*Сохранённые данные*
:::

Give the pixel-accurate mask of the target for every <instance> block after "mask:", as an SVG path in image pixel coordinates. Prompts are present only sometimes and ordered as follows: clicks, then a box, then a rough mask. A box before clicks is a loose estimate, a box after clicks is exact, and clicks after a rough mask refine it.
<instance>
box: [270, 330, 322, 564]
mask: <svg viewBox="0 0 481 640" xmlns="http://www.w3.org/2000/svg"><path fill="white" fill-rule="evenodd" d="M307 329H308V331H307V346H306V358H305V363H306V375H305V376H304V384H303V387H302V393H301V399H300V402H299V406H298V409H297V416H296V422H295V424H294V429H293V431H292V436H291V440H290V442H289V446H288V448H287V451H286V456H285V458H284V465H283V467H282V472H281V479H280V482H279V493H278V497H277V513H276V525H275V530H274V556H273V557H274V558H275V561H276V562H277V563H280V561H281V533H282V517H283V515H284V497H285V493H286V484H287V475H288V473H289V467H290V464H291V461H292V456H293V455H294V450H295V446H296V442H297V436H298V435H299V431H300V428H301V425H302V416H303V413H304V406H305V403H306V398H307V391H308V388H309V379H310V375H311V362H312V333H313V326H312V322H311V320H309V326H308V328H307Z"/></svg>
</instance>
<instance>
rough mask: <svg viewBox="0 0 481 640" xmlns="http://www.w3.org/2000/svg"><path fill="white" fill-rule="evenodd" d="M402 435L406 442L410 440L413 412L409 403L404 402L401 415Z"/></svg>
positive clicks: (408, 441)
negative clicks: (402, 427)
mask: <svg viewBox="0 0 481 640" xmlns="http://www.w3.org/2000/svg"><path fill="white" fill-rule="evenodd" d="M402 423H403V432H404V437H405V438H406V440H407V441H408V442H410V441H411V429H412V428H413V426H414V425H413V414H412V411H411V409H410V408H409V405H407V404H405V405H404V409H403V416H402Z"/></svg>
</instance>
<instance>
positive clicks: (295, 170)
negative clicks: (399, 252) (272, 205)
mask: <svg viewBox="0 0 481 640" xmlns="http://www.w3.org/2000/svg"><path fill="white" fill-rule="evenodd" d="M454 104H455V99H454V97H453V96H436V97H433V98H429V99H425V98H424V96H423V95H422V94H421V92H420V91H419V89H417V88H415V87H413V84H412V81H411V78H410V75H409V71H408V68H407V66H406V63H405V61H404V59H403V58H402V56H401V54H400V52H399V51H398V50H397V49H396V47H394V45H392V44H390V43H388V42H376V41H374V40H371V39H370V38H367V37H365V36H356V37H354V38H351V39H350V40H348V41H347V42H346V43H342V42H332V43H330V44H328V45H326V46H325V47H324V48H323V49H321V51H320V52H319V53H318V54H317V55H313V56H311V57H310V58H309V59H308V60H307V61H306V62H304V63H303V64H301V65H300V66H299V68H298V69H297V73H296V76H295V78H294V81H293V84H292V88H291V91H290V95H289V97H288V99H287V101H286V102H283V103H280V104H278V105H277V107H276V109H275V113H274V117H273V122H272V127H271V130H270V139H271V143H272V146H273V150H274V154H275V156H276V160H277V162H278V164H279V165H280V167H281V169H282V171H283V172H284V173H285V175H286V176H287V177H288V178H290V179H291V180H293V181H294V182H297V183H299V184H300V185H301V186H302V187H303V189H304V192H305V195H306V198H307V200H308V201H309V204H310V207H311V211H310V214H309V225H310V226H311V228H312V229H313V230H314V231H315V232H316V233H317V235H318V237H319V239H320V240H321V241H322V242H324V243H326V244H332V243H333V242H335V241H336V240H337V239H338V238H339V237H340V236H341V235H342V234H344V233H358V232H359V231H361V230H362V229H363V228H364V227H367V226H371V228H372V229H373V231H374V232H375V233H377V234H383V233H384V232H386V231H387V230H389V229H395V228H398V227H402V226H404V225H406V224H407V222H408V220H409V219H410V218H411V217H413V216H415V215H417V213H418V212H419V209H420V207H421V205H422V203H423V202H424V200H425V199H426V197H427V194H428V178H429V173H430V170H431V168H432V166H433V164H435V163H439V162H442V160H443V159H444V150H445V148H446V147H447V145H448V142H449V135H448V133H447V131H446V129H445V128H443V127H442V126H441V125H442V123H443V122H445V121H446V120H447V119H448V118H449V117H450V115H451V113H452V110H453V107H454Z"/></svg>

:::

*ЗАДАНИЕ*
Перепишите строки приведённых выше данных в виде нумерованного списка, опустив пустые строки.

*ПИСЬМЕННЫЙ ОТВЕТ*
1. Give the pixel-accurate mask of the target for every <instance> block after "mask:", as an SVG path in image pixel coordinates. Prompts are present only sometimes and ordered as follows: clicks, then a box, then a rough mask. A box before clicks is a loose estimate, a box after clicks is exact, and clicks after a rough mask refine it.
2. <instance>
3. box: [270, 330, 322, 564]
4. mask: <svg viewBox="0 0 481 640" xmlns="http://www.w3.org/2000/svg"><path fill="white" fill-rule="evenodd" d="M307 329H308V331H307V346H306V358H305V363H306V375H305V376H304V384H303V387H302V393H301V399H300V402H299V406H298V409H297V416H296V422H295V424H294V429H293V431H292V436H291V440H290V442H289V446H288V448H287V451H286V456H285V458H284V465H283V467H282V472H281V479H280V482H279V493H278V497H277V513H276V525H275V530H274V556H273V557H274V558H275V561H276V562H277V563H280V561H281V533H282V517H283V515H284V497H285V493H286V484H287V475H288V473H289V467H290V464H291V461H292V456H293V455H294V450H295V446H296V442H297V436H298V435H299V431H300V428H301V425H302V416H303V413H304V406H305V403H306V398H307V391H308V388H309V379H310V375H311V362H312V333H313V326H312V322H311V320H309V326H308V328H307Z"/></svg>
5. </instance>
6. <instance>
7. rough mask: <svg viewBox="0 0 481 640" xmlns="http://www.w3.org/2000/svg"><path fill="white" fill-rule="evenodd" d="M402 435L406 442L410 440L413 412L409 403L404 402L401 415Z"/></svg>
8. positive clicks: (408, 441)
9. negative clicks: (402, 427)
10. mask: <svg viewBox="0 0 481 640" xmlns="http://www.w3.org/2000/svg"><path fill="white" fill-rule="evenodd" d="M402 423H403V432H404V437H405V438H406V440H407V441H408V442H410V441H411V429H412V428H413V426H414V425H413V414H412V411H411V409H410V408H409V405H407V404H405V405H404V409H403V416H402Z"/></svg>
11. </instance>
12. <instance>
13. positive clicks: (295, 170)
14. negative clicks: (399, 252) (272, 205)
15. mask: <svg viewBox="0 0 481 640" xmlns="http://www.w3.org/2000/svg"><path fill="white" fill-rule="evenodd" d="M454 104H455V99H454V97H453V96H436V97H433V98H429V99H425V98H424V96H423V95H422V94H421V92H420V91H419V89H417V88H415V87H413V84H412V81H411V78H410V75H409V71H408V68H407V66H406V63H405V61H404V59H403V58H402V56H401V54H400V52H399V51H398V50H397V49H396V47H394V45H392V44H390V43H388V42H376V41H374V40H371V39H370V38H367V37H365V36H356V37H354V38H351V39H350V40H348V41H347V42H346V43H342V42H332V43H330V44H328V45H326V46H325V47H324V48H323V49H321V51H320V52H319V53H318V54H317V55H313V56H311V57H310V58H309V59H308V60H307V61H306V62H304V63H303V64H301V65H300V66H299V68H298V69H297V73H296V76H295V78H294V81H293V84H292V88H291V91H290V95H289V97H288V99H287V101H286V102H283V103H280V104H278V105H277V107H276V109H275V113H274V117H273V122H272V127H271V130H270V139H271V143H272V146H273V150H274V154H275V156H276V160H277V162H278V164H279V165H280V167H281V169H282V171H283V172H284V173H285V175H286V176H287V177H288V178H290V179H291V180H293V181H294V182H297V183H299V184H300V185H301V186H302V187H303V189H304V192H305V195H306V198H307V200H308V201H309V204H310V207H311V211H310V214H309V225H310V226H311V228H312V229H313V230H314V231H315V232H316V233H317V235H318V237H319V239H320V240H321V241H322V242H324V243H326V244H332V243H333V242H335V241H336V240H337V239H338V238H339V237H340V236H341V235H342V234H344V233H358V232H359V231H361V230H362V229H363V228H364V227H367V226H371V228H372V229H373V231H374V232H375V233H377V234H383V233H384V232H386V231H387V230H389V229H395V228H398V227H402V226H404V225H406V224H407V222H408V220H409V219H410V218H411V217H413V216H415V215H417V213H418V212H419V209H420V207H421V205H422V203H423V202H424V200H425V199H426V197H427V194H428V178H429V173H430V170H431V168H432V166H433V164H435V163H439V162H442V160H443V159H444V150H445V148H446V147H447V145H448V142H449V135H448V133H447V131H446V129H445V128H443V127H442V126H441V125H442V123H443V122H445V121H446V120H447V119H448V118H449V117H450V115H451V113H452V110H453V107H454Z"/></svg>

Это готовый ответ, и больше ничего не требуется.